__Exercise details__. Resume the account of Megan's work with Patty in the program, picking up right after its final sentence.

**** Text to read

Megan has been working in the program for about three months. It’s her First job in Child and Youth Care, although at 38 she is the mother of two children who are pretty well grown up now “one at college and another shortly to leave school. At her first staff meeting she had heard about Patty, the ten-year-old whom nobody on the staff seemed to get on with “she was resistant, contrary, whiney, and it was always hard work spending time with her and getting her to do things with the other children. She had also learned about Patty’s mother who, year after year, had not been able to sustain any “mothering" ability. Megan's combination of experience, along with the coursework she has recently completed, has helped her to draw Patty out of herself and on occasion has learned to “play" the child, rather like a trout in a stream. She knows when to loosen the line, when to look the other way, when to strike ... and she has succeeded in getting Patty to try some new things, and to join more often with the group, with a fair degree of enjoyment and success.

********
**** Records shown

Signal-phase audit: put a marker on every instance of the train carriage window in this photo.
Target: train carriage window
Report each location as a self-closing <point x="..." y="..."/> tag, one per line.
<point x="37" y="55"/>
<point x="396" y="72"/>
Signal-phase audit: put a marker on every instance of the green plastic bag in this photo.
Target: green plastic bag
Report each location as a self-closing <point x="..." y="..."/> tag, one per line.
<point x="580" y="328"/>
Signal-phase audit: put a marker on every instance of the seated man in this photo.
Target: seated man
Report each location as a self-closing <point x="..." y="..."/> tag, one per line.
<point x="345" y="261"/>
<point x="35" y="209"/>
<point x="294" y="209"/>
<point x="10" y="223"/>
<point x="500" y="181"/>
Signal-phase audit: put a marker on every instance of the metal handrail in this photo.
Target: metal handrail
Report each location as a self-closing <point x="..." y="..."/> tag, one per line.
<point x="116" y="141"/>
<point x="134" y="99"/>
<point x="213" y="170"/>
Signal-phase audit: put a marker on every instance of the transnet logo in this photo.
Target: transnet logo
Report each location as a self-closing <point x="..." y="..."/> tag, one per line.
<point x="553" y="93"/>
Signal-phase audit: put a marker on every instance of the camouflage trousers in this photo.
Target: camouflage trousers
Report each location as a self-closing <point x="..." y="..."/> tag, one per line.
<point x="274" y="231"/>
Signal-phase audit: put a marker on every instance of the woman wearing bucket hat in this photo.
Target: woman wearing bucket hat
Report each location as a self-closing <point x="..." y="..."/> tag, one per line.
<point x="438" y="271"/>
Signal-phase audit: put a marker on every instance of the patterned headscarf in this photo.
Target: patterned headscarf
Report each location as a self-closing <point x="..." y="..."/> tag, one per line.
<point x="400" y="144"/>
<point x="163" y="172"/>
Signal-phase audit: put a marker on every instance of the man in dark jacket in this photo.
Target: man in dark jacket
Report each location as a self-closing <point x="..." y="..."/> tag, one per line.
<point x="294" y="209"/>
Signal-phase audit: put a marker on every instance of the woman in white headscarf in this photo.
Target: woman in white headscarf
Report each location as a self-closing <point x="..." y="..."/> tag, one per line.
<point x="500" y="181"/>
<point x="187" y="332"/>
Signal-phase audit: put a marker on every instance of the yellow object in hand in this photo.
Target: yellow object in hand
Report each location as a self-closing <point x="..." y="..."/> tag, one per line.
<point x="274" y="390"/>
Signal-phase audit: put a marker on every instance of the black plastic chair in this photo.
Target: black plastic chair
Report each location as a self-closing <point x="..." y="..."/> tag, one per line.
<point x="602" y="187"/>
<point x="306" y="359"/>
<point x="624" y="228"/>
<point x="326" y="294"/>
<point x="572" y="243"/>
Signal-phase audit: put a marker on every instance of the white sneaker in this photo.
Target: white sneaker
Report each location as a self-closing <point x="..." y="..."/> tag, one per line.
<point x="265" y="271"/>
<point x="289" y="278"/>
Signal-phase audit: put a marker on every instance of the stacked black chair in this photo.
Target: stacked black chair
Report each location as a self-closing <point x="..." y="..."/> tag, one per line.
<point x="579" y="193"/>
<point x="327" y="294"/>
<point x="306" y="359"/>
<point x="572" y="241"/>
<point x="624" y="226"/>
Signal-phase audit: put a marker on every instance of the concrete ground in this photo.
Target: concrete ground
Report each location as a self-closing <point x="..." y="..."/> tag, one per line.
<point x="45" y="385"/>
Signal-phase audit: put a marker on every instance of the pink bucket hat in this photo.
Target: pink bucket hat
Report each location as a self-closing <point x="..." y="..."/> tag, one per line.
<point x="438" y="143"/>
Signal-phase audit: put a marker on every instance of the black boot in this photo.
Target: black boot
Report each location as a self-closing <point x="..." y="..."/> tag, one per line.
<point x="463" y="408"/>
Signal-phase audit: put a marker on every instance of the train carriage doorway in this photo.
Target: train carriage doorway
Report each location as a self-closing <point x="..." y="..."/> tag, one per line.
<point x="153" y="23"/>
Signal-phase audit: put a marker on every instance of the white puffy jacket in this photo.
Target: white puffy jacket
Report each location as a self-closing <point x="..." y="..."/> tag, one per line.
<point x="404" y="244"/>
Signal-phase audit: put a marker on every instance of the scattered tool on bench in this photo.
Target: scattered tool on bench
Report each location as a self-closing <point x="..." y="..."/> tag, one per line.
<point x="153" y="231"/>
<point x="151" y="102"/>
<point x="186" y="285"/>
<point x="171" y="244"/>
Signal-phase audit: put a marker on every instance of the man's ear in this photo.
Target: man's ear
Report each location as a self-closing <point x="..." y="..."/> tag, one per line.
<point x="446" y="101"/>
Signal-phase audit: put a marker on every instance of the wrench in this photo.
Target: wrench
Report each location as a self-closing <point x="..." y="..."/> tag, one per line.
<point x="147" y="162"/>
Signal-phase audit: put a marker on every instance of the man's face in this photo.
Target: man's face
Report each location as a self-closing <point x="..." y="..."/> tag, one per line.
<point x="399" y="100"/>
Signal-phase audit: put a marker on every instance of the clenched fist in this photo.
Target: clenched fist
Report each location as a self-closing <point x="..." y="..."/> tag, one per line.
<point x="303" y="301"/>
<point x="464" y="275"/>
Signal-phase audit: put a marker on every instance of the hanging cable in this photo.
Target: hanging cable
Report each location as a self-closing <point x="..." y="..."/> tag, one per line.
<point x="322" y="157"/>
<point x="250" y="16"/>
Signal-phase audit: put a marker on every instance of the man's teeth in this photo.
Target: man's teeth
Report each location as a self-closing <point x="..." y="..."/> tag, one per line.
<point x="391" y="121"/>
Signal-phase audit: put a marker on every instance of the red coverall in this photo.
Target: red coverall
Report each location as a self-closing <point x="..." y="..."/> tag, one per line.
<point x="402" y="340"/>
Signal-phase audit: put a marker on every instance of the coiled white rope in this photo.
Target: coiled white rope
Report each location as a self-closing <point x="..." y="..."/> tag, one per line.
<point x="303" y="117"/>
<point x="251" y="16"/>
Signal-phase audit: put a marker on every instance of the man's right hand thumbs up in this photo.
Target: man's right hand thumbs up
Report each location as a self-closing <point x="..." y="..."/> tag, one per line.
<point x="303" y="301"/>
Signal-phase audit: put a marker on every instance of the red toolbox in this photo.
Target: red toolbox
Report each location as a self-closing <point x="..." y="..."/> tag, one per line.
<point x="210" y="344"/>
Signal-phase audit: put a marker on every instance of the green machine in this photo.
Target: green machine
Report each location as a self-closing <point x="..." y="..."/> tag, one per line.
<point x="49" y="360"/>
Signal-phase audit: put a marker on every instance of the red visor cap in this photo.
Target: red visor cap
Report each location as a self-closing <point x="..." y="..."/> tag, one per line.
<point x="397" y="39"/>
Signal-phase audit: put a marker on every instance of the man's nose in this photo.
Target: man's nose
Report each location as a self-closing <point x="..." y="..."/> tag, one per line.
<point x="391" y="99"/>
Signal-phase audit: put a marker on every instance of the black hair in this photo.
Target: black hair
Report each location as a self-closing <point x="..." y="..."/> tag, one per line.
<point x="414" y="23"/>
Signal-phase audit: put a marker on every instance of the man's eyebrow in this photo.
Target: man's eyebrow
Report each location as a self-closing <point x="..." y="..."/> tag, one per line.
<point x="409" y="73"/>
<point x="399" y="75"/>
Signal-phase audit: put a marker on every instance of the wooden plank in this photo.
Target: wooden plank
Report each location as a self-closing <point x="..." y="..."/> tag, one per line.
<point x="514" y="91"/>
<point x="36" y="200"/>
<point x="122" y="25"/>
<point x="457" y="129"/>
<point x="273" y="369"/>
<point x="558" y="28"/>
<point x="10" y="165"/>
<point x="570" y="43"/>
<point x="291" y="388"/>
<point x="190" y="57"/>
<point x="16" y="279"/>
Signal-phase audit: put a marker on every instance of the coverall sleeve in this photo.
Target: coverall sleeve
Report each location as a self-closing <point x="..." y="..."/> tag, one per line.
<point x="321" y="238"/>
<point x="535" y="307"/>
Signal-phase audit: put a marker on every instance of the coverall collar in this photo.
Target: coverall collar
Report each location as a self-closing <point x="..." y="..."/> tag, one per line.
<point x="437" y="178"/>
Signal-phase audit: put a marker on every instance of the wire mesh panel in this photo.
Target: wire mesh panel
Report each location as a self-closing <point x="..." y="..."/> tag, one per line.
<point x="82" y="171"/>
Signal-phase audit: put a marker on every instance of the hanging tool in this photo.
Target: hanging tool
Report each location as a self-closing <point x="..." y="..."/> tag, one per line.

********
**** Records shown

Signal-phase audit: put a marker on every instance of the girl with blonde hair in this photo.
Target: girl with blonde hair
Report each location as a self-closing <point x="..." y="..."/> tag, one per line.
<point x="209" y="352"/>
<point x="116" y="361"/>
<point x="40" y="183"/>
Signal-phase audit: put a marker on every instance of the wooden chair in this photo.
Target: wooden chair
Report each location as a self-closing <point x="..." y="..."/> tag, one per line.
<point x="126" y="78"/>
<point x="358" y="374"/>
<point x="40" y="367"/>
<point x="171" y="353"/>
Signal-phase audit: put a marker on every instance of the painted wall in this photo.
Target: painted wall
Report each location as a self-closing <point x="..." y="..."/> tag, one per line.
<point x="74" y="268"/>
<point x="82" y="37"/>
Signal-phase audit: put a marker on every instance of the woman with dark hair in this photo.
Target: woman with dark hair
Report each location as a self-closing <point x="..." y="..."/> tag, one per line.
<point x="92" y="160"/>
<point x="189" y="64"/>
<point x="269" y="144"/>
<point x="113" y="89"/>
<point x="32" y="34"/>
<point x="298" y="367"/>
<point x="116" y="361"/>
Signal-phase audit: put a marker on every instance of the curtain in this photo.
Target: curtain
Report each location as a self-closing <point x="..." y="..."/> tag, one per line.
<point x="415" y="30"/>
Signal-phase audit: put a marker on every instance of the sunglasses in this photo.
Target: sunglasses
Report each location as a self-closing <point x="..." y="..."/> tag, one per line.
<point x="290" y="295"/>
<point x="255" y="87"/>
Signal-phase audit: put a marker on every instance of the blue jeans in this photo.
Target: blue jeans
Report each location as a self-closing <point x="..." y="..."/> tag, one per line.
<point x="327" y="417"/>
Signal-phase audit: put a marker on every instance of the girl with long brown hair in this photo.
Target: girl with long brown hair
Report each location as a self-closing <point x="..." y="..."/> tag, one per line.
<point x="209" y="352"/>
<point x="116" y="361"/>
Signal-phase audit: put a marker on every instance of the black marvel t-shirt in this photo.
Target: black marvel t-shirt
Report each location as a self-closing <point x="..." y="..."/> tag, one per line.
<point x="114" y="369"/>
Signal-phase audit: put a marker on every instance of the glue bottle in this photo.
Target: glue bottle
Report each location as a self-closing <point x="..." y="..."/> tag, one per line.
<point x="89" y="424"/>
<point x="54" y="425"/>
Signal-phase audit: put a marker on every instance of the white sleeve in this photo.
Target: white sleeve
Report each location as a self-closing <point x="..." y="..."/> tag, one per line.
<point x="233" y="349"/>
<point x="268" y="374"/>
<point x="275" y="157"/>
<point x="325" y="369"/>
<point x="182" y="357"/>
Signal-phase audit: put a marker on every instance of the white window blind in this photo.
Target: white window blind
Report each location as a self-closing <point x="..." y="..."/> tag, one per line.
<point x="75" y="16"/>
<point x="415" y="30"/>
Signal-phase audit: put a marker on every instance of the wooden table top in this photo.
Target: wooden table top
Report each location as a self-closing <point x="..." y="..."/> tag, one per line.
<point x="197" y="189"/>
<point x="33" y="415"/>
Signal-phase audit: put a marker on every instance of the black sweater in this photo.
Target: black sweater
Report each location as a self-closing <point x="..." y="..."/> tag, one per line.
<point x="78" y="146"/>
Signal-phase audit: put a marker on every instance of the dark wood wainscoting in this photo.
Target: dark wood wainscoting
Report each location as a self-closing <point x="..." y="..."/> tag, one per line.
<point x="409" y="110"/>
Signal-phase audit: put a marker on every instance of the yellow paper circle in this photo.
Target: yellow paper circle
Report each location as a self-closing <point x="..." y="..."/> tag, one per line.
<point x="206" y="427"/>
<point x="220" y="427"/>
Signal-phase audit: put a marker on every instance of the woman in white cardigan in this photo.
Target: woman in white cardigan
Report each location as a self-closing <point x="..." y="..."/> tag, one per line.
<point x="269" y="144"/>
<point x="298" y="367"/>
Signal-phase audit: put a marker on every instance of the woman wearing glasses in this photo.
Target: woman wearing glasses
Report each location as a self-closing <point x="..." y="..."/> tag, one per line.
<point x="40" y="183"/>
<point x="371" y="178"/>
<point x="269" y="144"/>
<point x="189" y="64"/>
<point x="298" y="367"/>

********

__Expected answer__.
One day, early on, Megan unthinkingly called the girl “Trish" (an alternative abbreviation for Patricia and which was also the name of a niece of hers) and instead of getting upset, Patty liked this, and when with Megan she has come to call herself Trish.
The inevitable has happened. In the absence of a mother figure, knowing that Patty was getting on with no other members of the staff, Megan has been thinking that she has plenty of “mother" left in her and considering herself a possible replacement for this role.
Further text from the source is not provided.